**Instructions**
1) The post about a cold-damaged voice says the writer cannot leave a very narrow range without certain results. List every one of those results.
2) In the post about a cold-damaged voice, why does the writer suspect the phone job may have contributed to the problem? Answer in one to three sentences.
3) Resume the post about a cold-damaged voice, starting right after its last sentence.

**Passage provided**
I had a cold last week. I thought I was over most of it yesterday (Friday). My voice got raspier all day, and today, it’s two octaves lower, and I cannot go out of a very narrow range without squeaking, harshing, or making no sound at all.
Anyone remember the Simpson’s episode where Milhouse’s parents divorce? Concentrate hard and think of the scene in Moe’s where Kirk Van Houten introduces his new floozy to Homer: “This is Starla; she’s gonna help me launch my singin’ career!” Starla drains her drink with her cigarette still in her mouth (sounding familiar?); the cigarette gets buried in the ice and fizzles out. Now tune in the audio part of your AV memory and listen to her say, “Can I have the keys to the car, lover? I feel like changin’ wigs!”
Got that fresh in your mind? Good. That is what I sound like. For real. Mr. Rilch said I sounded like someone on COPS, and I came out with that line. He howled, and I did the same thing for some other people later.
So my voice is wrecked, and my job requires me to talk on the phone. All day. And I already took two days off. And how can I look for another if I lose this one?
Maybe it’s the phone job that caused this, in a way. I noticed my voice getting kind of thick earlier, before I got the cold, and maybe my vocal cords weren’t able to recover as they otherwise might.
In a way, it’s kind of interesting. If not for the tendency for my words to kind of snarl up, like an old reel-to-reel cassette*, it’s like wearing a wig: a different persona. I think I could ease into it, act like it’s my real voice and just be this person until it goes away, but…
What if it never gets better? I’ve been taking cough syrup, to no discernable effect. I’ve also switched from pop to tea with honey. But what if this is permanent?

**Given data**

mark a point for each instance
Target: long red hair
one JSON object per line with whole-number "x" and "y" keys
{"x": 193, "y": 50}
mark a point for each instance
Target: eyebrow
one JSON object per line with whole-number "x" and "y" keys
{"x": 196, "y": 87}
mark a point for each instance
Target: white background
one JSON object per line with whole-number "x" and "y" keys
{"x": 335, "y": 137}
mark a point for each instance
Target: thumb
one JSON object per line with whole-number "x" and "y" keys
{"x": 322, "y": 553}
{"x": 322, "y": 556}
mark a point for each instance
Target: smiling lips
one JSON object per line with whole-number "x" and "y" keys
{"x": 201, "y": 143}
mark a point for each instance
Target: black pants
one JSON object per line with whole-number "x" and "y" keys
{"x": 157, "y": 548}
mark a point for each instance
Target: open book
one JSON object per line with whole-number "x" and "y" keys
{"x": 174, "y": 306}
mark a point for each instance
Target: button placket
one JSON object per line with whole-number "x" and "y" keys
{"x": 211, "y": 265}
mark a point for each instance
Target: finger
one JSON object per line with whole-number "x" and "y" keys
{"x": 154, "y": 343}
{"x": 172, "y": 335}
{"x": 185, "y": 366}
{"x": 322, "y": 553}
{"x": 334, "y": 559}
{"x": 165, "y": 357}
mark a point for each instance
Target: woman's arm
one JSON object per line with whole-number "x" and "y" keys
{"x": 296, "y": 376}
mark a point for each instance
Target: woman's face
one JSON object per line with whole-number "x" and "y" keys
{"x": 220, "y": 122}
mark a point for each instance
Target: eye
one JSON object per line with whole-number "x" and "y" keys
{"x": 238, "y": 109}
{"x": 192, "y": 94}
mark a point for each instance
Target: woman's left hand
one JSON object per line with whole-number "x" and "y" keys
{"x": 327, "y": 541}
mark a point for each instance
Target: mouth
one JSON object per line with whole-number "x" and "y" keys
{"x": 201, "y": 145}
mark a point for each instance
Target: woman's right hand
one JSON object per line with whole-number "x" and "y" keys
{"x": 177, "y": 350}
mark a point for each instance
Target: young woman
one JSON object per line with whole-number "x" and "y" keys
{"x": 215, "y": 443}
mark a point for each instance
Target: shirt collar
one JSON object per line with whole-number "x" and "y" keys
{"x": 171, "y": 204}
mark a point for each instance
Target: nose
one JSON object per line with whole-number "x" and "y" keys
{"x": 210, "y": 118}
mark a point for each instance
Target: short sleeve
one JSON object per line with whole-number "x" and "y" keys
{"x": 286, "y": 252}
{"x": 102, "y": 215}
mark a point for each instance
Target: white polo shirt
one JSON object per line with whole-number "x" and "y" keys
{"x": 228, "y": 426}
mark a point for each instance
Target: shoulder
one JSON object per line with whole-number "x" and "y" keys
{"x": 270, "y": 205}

**Answer list**
1) Squeaking, harshing, and making no sound at all.

2) The writer noticed the voice getting thick before the cold began. Talking on the phone may have kept the vocal cords from recovering as they otherwise would have.

3)
I work in a Call Center, and when I’m sick I’ll apologize to the caller if I’m going to be speaking to them for a while. Most people are very nice about it.
Yes, there is a nasty virus going around that takes your voice away for several days. I know two people who got it. Get some pencil & paper & live like a deaf person who can’t talk for a few days
I’ve not seen the episode of which you speak, but I can assure you, I think I know what you mean.
I have had this creeping crud (sinus infection + bronchitis + cough) on and off for about two months. [Get it, get rid of it, get it again, get rid, etc.] I normally have a deep voice, but I’ve been sounding like Barry White. Even my own boss hasn’t recognized me a few times.
And yes, 90% of my day is spent on the phones. And 7 sick days in 2 months is an awful lot.
So yup, I hear you (but barely, with this damned sinus infection, I can’t hear a thing).
I had the voice-loss thing twice last month. Eventually, it came down to the only thing that would make it go away was when I was silent for two days straight.
Of course, I almost forgot how to speak, but it was worth it.
Thank you all for the sympathy. It’s getting better by degrees. I worked a full day today, so at least I don’t have to worrry about my job. I still don’t like the way I sound, but as long as my employers don’t mind, I’m good!
I’m just coming down with something like that. I sound eerily like Harvey Fierstein. I’m just glad I got it now, because I just finished recording with my band, I finished my vocals on Saturday, and woke up all hoarse on Sunday. Good timing.
Well, that’s probably why you sound like that! Just as I have no doubt that my phone work is the reason my vocal cords didn’t recover from this cold when the rest of me did!
Tea with honey. And cough syrup. Much as I hate taking cough syrup, I tell myself I’d rather gag for one minute every four hours than harrumph every four minutes for a hundred hours.
Hey girl, I hope you’re feeling better. If not, well, you could always be the next Barry White. When life gives you lemons, you make lemonade, I always say. Well that’s what I say to other people anyway. When bad stuff happens to me, I whine like a two year old. To hell with that Pollyanna crap!